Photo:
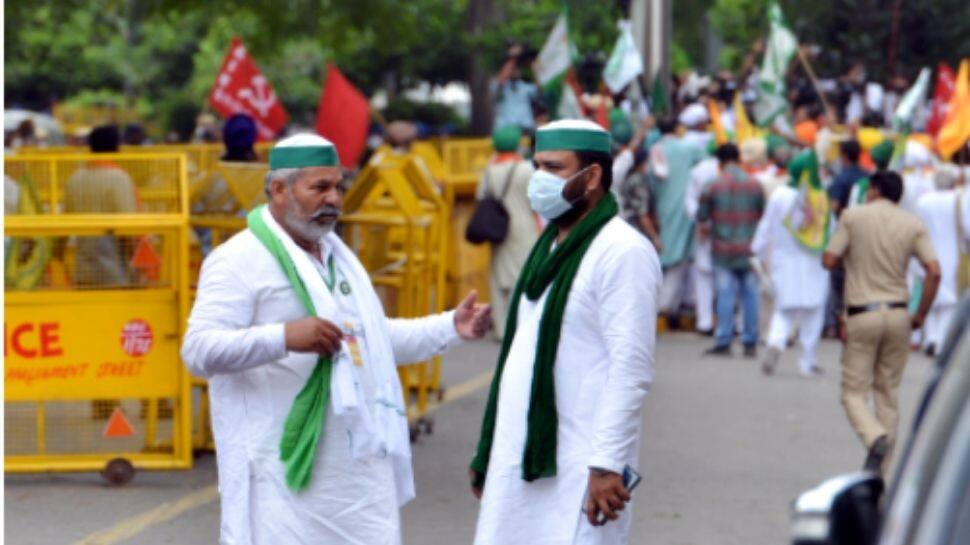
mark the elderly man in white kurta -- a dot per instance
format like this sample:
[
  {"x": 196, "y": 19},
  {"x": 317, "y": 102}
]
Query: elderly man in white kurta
[
  {"x": 307, "y": 411},
  {"x": 562, "y": 421},
  {"x": 799, "y": 282},
  {"x": 938, "y": 210}
]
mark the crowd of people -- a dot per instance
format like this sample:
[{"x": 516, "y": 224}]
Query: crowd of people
[{"x": 830, "y": 222}]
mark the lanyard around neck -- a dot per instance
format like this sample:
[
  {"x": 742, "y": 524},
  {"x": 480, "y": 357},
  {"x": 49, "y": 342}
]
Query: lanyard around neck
[{"x": 331, "y": 278}]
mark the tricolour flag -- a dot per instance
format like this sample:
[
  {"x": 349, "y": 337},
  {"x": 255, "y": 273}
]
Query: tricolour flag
[
  {"x": 945, "y": 82},
  {"x": 241, "y": 88},
  {"x": 553, "y": 70},
  {"x": 624, "y": 64},
  {"x": 343, "y": 116},
  {"x": 743, "y": 128},
  {"x": 956, "y": 127},
  {"x": 780, "y": 47}
]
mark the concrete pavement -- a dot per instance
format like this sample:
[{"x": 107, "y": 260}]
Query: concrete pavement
[{"x": 724, "y": 452}]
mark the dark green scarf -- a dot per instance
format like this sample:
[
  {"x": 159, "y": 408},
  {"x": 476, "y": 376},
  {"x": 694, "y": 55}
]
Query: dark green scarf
[
  {"x": 304, "y": 423},
  {"x": 544, "y": 266}
]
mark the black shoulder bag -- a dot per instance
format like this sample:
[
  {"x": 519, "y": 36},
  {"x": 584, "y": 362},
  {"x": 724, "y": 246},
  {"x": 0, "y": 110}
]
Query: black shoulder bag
[{"x": 490, "y": 221}]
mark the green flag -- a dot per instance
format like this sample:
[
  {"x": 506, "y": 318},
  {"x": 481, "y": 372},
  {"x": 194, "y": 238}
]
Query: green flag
[
  {"x": 624, "y": 64},
  {"x": 903, "y": 116},
  {"x": 552, "y": 67},
  {"x": 780, "y": 47}
]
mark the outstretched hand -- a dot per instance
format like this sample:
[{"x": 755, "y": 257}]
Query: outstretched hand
[{"x": 472, "y": 319}]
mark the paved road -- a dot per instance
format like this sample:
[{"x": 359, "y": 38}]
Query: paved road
[{"x": 725, "y": 451}]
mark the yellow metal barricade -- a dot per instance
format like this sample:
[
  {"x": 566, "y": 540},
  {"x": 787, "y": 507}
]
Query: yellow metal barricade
[
  {"x": 231, "y": 190},
  {"x": 96, "y": 298},
  {"x": 395, "y": 220},
  {"x": 468, "y": 264}
]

* _What is needed_:
Format every line of the material from the line holding "mark the paved road -- a dot per instance" through the last line, inclusive, as a Markdown table. Use two columns: Row for a running number and Text for the line itself, and leave out blank lines.

* _Written response_:
| Row | Text |
|---|---|
| 1 | mark the paved road -- a dot per instance |
| 2 | format like this sample: |
| 3 | [{"x": 359, "y": 38}] |
| 4 | Query: paved road |
| 5 | [{"x": 725, "y": 451}] |
| 6 | mark the yellow metal barricade -- a dot per instance |
| 7 | format like this sample: |
| 8 | [ |
| 9 |   {"x": 566, "y": 540}, |
| 10 |   {"x": 787, "y": 507} |
| 11 | ] |
| 12 | Query: yellow metal barricade |
| 13 | [ |
| 14 |   {"x": 231, "y": 190}, |
| 15 |   {"x": 96, "y": 298}, |
| 16 |   {"x": 395, "y": 220}, |
| 17 |   {"x": 468, "y": 264} |
| 18 | ] |